Excerpts of location labeling data
··········

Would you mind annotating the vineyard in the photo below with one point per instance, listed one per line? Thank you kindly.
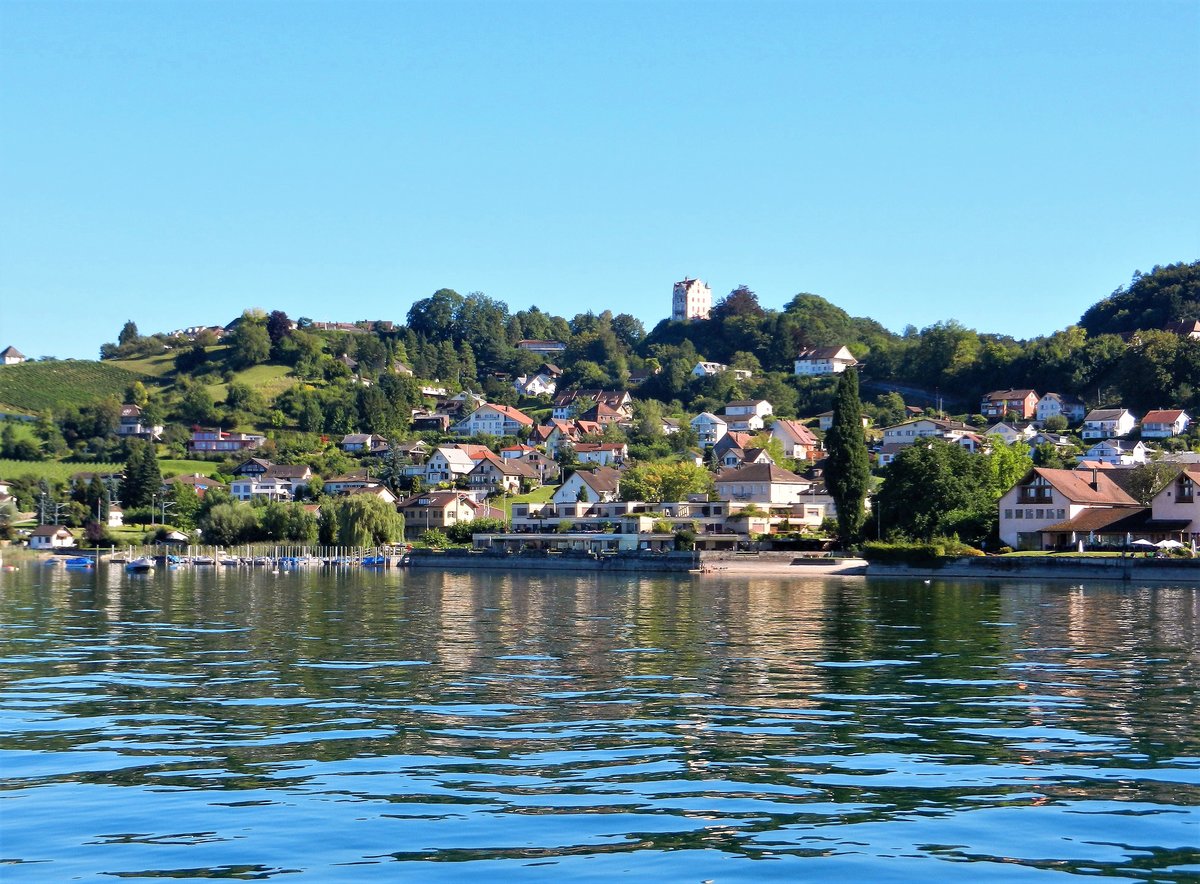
(53, 470)
(57, 384)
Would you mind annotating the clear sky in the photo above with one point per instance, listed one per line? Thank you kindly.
(1001, 163)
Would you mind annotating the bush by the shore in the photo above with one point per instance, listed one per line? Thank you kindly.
(917, 552)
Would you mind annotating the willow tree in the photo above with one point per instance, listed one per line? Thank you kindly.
(847, 467)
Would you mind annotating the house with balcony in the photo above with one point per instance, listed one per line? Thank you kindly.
(1108, 424)
(1117, 452)
(799, 443)
(1061, 406)
(363, 444)
(747, 415)
(598, 486)
(1000, 403)
(709, 428)
(762, 483)
(1062, 503)
(817, 361)
(448, 463)
(1164, 425)
(435, 510)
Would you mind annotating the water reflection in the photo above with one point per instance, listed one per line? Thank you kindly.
(222, 723)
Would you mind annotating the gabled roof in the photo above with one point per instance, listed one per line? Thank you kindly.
(603, 480)
(1105, 414)
(816, 354)
(796, 430)
(1095, 488)
(761, 473)
(1009, 394)
(1168, 416)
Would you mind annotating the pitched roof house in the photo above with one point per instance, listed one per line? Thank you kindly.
(825, 360)
(761, 483)
(600, 485)
(1108, 424)
(1024, 403)
(1045, 498)
(1163, 425)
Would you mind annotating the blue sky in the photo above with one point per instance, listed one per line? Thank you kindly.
(1001, 163)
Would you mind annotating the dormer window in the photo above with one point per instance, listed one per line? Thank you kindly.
(1183, 489)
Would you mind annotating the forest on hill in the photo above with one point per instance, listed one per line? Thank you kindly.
(276, 373)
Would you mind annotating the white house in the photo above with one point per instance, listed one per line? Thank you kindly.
(1108, 424)
(601, 485)
(448, 464)
(1059, 499)
(1060, 406)
(745, 415)
(1163, 425)
(51, 537)
(825, 360)
(761, 483)
(709, 428)
(11, 356)
(1117, 452)
(799, 443)
(493, 420)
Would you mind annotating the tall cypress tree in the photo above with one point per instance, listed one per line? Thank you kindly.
(847, 468)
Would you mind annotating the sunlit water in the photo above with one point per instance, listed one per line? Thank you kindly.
(503, 727)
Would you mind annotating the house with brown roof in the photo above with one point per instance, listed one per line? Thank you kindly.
(132, 425)
(825, 360)
(1060, 501)
(11, 356)
(498, 474)
(436, 509)
(599, 485)
(1108, 424)
(799, 443)
(491, 419)
(51, 537)
(1164, 424)
(761, 483)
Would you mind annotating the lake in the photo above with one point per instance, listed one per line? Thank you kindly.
(360, 726)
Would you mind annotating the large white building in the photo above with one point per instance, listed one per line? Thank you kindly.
(691, 299)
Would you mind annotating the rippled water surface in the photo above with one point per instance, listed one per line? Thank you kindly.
(441, 727)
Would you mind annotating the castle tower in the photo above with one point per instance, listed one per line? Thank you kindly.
(690, 300)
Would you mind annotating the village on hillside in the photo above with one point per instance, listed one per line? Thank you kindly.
(540, 458)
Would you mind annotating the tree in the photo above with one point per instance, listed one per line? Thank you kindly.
(143, 479)
(847, 467)
(228, 523)
(361, 521)
(250, 344)
(129, 334)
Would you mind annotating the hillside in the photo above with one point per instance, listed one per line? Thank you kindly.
(58, 384)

··········

Rescale the rows starting at the one containing "Would you mind annotating the lake" and ending at the last row, and give them again in full with the requests included. Multiply every point coordinate by 2 and round to whole numbers, with halves rounding up.

| RESULT OF THIS EXERCISE |
Would you mind annotating the lake in the photo above with one point per instance, listed one per line? Thank you kindly.
(720, 1452)
Would you mind annotating the large white building in the photo above with one point per instance, listed one per line? Thank you kindly.
(1382, 598)
Would you mind annotating the rippled water surface in the photo above with one point per instance, listed one per line? Thank you kindly.
(882, 1454)
Would you mind annotating the castle tower in the photo above with one point per instance, listed one per line? Thank you kindly.
(1380, 600)
Would you mind annotating the village on hillside in the photo above with one point per instance, listed one per line? Thank you kindly.
(1080, 916)
Would you mind annotating the tree in the photo above with one point per instance, listed one per line? Thank you kindly.
(286, 958)
(1694, 934)
(456, 1046)
(722, 1042)
(500, 688)
(258, 668)
Would you mind annotating the hillside in the photo above with one point per instance, listed one per line? Thank you kindly.
(116, 768)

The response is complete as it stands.